■ **GIVEN INFORMATION**:
╭──

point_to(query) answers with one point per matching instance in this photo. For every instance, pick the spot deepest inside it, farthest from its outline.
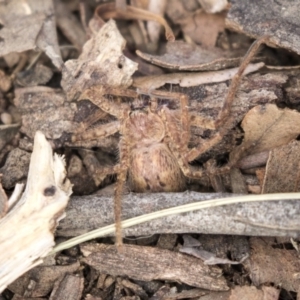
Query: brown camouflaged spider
(153, 148)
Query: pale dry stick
(110, 11)
(107, 230)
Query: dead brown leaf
(203, 28)
(267, 127)
(213, 6)
(27, 25)
(70, 287)
(283, 169)
(273, 265)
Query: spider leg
(225, 112)
(121, 179)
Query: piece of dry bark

╰──

Copy the lines exactly, starting at the line that contains "Query: dead brown leaf" and continuing through the last line of the records.

Query: dead brown leaf
(203, 28)
(267, 127)
(213, 6)
(27, 25)
(70, 287)
(283, 169)
(273, 265)
Query: spider leg
(225, 112)
(121, 179)
Query: piece of dry bark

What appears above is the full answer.